- DIRECTIVE A:
Copy the object pointing dataset rows verbatim, starting at the line that contains "Given the photograph above, point out the hand" and continuing through the last row.

--- Start of TEXT SECTION ---

RE: Coloured diacritics (Was: Transcoding Tamil in the presence of markup)

From: Philippe Verdy (verdy_p@wanadoo.fr)
Date: Sun Dec 07 2003 - 05:40:27 EST

  • Next message: Peter Jacobi: "RE: Transcoding Tamil in the presence of markup"

    John Hudson writes:
    > At 03:53 PM 12/6/2003, Philippe Verdy wrote:
    >
    > >Still this is an interesting problem: some texts for example want to
    > >exhibit some diacritics added to a base letter with a distinct color,
    > >notably in linguistic texts related to grammar or orthography.
    > >
    > >So for example you could want to exhibit the difference between the two
    > >French words "désert" and "dessert" by coloring the accent of the first
    > >word or the second s of the second; or even more accurately between
    > >"bailler" (concéder un bail, des baux) and "bâiller" (ouvrir en grand)
    > >where the presence or absence of the circumflex on letter 'a' is
    > >necessary to reflect the difference of both meaning and pronounciation.
    >
    > The way to do this is to decompose bases and marks at the glyph level if
    > they are not already decomposed at the character level, and then
    > to apply a colour to the mark.

    You're saying exactly what I said and I included an example, read further
    my message...

    The only problem is to find a way not only to decompose characters (this is
    easy), but to avoid creating defective grapheme clusters, whilst also
    maintaining the graphical composition layout (i.e. glyph positioning).

    Suppose that you wanted to color the middle vowel of a Hangul syllable
    cluster, you would be in big troubles as decomposing syllables and
    coloring jamos independantly would create separate strings that would
    not be easy to position relatively as the middle vowel jamo has a
    layout which depends on its surrounding consonnant jamos...

--- End of TEXT SECTION ---
--- Start of GIVEN INFORMATION ---

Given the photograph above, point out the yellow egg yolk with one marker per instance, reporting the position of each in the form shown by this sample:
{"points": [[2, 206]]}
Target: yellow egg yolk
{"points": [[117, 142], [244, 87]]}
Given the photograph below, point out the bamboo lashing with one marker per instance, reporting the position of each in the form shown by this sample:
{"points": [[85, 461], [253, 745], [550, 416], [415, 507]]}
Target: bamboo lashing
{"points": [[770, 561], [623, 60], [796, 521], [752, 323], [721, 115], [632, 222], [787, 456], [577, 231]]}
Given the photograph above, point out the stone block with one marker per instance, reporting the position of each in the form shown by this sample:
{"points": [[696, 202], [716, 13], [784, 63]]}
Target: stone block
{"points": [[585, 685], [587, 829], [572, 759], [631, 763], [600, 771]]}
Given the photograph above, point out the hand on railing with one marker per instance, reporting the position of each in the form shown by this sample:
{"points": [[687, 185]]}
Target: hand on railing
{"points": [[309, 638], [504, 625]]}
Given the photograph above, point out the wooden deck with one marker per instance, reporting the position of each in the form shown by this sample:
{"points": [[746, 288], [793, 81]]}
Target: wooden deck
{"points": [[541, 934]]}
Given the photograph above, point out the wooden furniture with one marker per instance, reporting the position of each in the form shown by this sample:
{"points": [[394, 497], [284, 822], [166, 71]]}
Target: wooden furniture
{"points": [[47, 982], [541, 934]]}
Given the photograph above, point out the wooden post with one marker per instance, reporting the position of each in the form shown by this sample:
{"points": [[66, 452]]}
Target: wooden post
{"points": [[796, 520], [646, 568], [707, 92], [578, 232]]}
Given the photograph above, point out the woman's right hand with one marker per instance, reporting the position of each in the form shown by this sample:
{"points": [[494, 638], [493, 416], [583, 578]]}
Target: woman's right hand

--- End of GIVEN INFORMATION ---

- DIRECTIVE B:
In the message about colored diacritics, which two French words are given as differing by the presence or absence of a circumflex on the letter 'a'?

- CORRECT RESPONSE A:
Given the photograph above, point out the hand on railing with one marker per instance, reporting the position of each in the form shown by this sample:
{"points": [[687, 185]]}
Target: hand on railing
{"points": [[309, 638], [504, 625]]}
Given the photograph above, point out the wooden deck with one marker per instance, reporting the position of each in the form shown by this sample:
{"points": [[746, 288], [793, 81]]}
Target: wooden deck
{"points": [[541, 934]]}
Given the photograph above, point out the wooden furniture with one marker per instance, reporting the position of each in the form shown by this sample:
{"points": [[394, 497], [284, 822], [166, 71]]}
Target: wooden furniture
{"points": [[47, 982], [541, 934]]}
Given the photograph above, point out the wooden post with one marker per instance, reporting the position of each in the form shown by this sample:
{"points": [[66, 452]]}
Target: wooden post
{"points": [[796, 520], [646, 568], [707, 92], [578, 232]]}
Given the photograph above, point out the woman's right hand with one marker per instance, reporting the position of each in the form shown by this sample:
{"points": [[494, 638], [493, 416], [583, 578]]}
Target: woman's right hand

- CORRECT RESPONSE B:
"bailler" and "bâiller"